(原文段落)
+++++

故鄉在遼北,那是一個依山傍水的小村莊。我家的老屋就蓋在山腳下。家門前有一條潺潺流淌的小溪。小溪旁有一眼泉,泉水呈灰蘭色,泉眼不深卻總是看不見底。大人們說那是“灰漿泉水”。水質甘甜。無論旱與澇的年景,它的水位總是那麼高。人們用大青石將它圈成一口井,周圍的幾戶人家就世代飲用這口井水。用這井水做成的豆腐油光滑嫩,豆味香淳。別的村裡做出的豆腐怎麼也趕不上我們村的豆腐好吃,大人們說是使用了這口井水的緣故。
那條小溪不是很寬,但總是清澈見底。溪水的源頭來自上邊山下數不清的小泉眼。細細的涓流匯合一起從千米遠的山下蜿蜒流過我家的門前,再一直向下流去,直到又匯入村前那條叫寇河的河。小溪潺潺流經的岸畔長滿了垂柳,長長的柳絲垂向小溪的水面,那翠色映在水裡,小溪就成了一條長長的碧玉緞帶,在夏日的山村逶迤飄動着。站在高高的青山上向下望去,古樸的山村在綠色掩映下,一條細水於村間依依流去,更增加了山村的美麗韻致。
夏天,小溪是我和其他女孩子們的“漱玉泉”。它承擔了我們夏日裡全部的洗漱用水。常常在晚飯後,獨自一人順着溪流於水裡散步,沁涼的溪水總能消去一天的暑熱。總記得也是夏日的黃昏,時有農人牽着幾頭牛從山上下來,在小溪旁站定飲牛的情景。牛兒喝水是不張嘴的,寬大的嘴巴只貼近溪水,就聽見“唏溜”、“唏溜”的吸水聲,看牛吸水也是我最快樂的事。記得一次和另外一個小朋友蹲在溪邊看牛吸水,我們都很專註地看着,不知不覺間受到了那“唏溜”聲的感染競也咽起口水來,惹得牧牛的伯伯每遇見我們就笑,叫我們“小牛”……。

+++++

(練習題目)
[a] 根據這篇寫故鄉小溪的短文,村裡做的豆腐為什麼比別的村好吃?請用一到三句話說明。
[b] 請一字不差地照錄這篇寫故鄉小溪的短文中的一段,從"故鄉在遼北,那是一個依山傍水"開始,一直抄到"去,更增加了山村的美麗韻致。"。
[c] 請接續這篇寫故鄉小溪的短文,從最後一句之後往下寫。

+++++

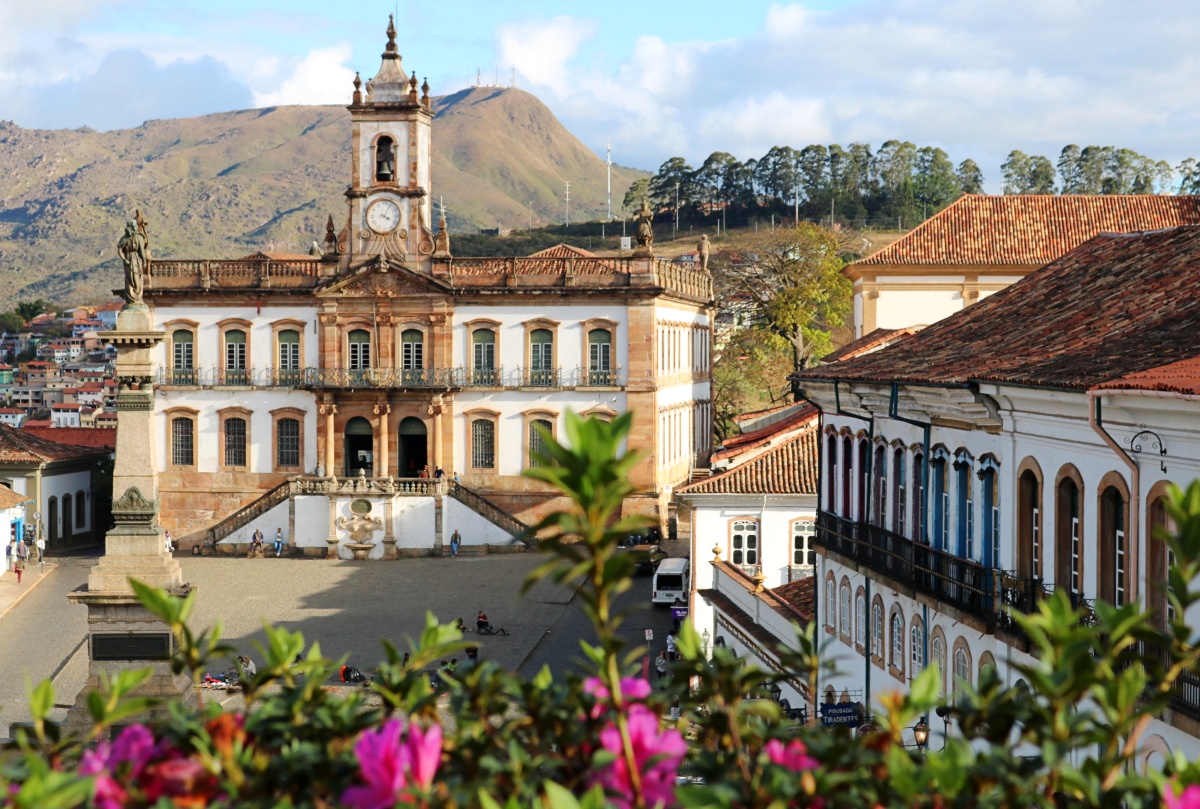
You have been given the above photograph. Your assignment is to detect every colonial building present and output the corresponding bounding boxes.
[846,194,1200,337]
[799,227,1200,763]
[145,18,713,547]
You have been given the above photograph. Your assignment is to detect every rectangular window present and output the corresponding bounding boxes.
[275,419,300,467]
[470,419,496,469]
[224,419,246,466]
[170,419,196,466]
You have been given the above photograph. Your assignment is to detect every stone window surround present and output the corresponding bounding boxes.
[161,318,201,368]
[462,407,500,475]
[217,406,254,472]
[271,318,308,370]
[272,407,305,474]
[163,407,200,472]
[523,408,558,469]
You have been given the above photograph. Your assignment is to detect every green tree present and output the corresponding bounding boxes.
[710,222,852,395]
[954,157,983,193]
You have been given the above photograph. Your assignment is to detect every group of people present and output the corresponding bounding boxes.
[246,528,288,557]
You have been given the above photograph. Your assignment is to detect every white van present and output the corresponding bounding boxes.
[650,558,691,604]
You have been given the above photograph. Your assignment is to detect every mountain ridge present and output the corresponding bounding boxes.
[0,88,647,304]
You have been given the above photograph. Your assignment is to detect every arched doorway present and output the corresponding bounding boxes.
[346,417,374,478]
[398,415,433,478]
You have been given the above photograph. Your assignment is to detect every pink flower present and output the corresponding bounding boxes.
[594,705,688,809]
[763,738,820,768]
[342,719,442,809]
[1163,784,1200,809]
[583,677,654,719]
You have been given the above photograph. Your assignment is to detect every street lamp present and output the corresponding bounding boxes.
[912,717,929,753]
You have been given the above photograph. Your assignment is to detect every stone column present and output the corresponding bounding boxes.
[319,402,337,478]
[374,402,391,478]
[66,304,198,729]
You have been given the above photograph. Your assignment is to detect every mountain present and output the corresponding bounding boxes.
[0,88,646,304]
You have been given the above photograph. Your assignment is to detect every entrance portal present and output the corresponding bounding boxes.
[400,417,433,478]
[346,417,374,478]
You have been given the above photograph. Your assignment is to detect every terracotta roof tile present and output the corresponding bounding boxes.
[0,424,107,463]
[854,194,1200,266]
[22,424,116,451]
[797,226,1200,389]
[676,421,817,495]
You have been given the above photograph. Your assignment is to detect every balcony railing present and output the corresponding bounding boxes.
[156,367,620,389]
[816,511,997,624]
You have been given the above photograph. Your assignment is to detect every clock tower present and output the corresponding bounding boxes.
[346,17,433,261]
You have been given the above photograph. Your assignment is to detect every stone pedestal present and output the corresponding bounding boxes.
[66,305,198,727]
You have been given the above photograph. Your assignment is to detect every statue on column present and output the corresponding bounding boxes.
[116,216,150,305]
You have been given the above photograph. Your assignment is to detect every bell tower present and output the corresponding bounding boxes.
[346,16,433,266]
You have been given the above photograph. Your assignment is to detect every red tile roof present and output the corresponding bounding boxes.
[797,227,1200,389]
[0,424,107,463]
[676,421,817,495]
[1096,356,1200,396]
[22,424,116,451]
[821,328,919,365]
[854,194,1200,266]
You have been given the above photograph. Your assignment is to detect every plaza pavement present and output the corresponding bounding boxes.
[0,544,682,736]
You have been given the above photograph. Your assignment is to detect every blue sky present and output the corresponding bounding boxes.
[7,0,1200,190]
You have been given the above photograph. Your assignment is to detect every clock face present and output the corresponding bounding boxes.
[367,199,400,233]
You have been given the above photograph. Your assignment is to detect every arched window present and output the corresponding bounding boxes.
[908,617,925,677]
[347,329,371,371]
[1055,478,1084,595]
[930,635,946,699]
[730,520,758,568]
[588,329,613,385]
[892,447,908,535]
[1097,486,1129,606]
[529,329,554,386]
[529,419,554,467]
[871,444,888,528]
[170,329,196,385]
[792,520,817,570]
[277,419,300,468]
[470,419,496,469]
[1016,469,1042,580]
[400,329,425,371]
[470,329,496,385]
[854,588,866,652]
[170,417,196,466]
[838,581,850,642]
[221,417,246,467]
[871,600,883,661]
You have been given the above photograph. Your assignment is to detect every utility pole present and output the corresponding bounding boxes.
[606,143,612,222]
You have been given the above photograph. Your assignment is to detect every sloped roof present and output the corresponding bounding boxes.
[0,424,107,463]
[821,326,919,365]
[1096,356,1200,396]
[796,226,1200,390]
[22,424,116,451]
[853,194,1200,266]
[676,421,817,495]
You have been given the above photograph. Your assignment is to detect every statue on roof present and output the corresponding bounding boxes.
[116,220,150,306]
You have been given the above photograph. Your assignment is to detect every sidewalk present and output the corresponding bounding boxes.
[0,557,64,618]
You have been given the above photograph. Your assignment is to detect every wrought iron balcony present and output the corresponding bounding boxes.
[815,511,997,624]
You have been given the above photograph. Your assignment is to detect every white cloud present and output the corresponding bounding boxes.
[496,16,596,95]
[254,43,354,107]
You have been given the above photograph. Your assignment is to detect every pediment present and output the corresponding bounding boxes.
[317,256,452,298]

+++++

(各題答案)
[a] 大人們說,那是因為村裡做豆腐用的是這口井的水。這口井由灰漿泉水圈成,水質甘甜,做出的豆腐油光滑嫩,豆味香淳。

[b]
故鄉在遼北,那是一個依山傍水的小村莊。我家的老屋就蓋在山腳下。家門前有一條潺潺流淌的小溪。小溪旁有一眼泉,泉水呈灰蘭色,泉眼不深卻總是看不見底。大人們說那是“灰漿泉水”。水質甘甜。無論旱與澇的年景,它的水位總是那麼高。人們用大青石將它圈成一口井,周圍的幾戶人家就世代飲用這口井水。用這井水做成的豆腐油光滑嫩,豆味香淳。別的村裡做出的豆腐怎麼也趕不上我們村的豆腐好吃,大人們說是使用了這口井水的緣故。
那條小溪不是很寬,但總是清澈見底。溪水的源頭來自上邊山下數不清的小泉眼。細細的涓流匯合一起從千米遠的山下蜿蜒流過我家的門前,再一直向下流去,直到又匯入村前那條叫寇河的河。小溪潺潺流經的岸畔長滿了垂柳,長長的柳絲垂向小溪的水面,那翠色映在水裡,小溪就成了一條長長的碧玉緞帶,在夏日的山村逶迤飄動着。站在高高的青山上向下望去,古樸的山村在綠色掩映下,一條細水於村間依依流去,更增加了山村的美麗韻致。

[c]
我的幾個嫂子都來自城裡,她們每次回家,都於溪水間徜徉忘歸。她們對這來自純天然的泉水又喝又洗地無所顧忌,還放手讓孩子們盡情嬉水,父母親看着他們留連溪水的情景,總是笑逐顏開,那時,他們一定因自己為孩子們選擇了這樣依山傍水的地方居住而感到欣慰吧?我想哥嫂們總喜歡夏日回家來,盡孝是一方面,而山水對他們也有着一定的吸引吧。
冬天,小溪表面結了冰,垂柳落光了葉子,大山也枯蔬了,稀稀落落的山裡人家緊閉了門窗,整個山村掩在白茫茫的雪的世界里。溪水的凝滯,讓一切都顯得安然而靜謐了。時常是我們這些閑不住的小孩子們為這靜謐的山村泛起活潑潑的生氣。這也得感謝已結成冰的小溪。結成冰道的溪面上常常流動着我們這些戴着紅帽、綠帽、藍帽的孩子們,那溜冰的快樂就注滿了童年裡一個個寒假……
我十幾歲就離開了故鄉,在外漂泊的日子裡,故鄉的山山水水讓我想得好苦。那是讓我快樂無盡的山水啊!尤其家門前那條小溪,直到現在仍然令我魂牽夢縈。年輕時在北疆曾寫過一首“思故鄉”的詩,我只記得開頭兩句:青山依依水蜿蜒,千禾豐翠柳如煙。寫的就是夢裡常常浮現的那青山那小溪,儘管不通平仄,但它真實地表達了我的思鄉之情。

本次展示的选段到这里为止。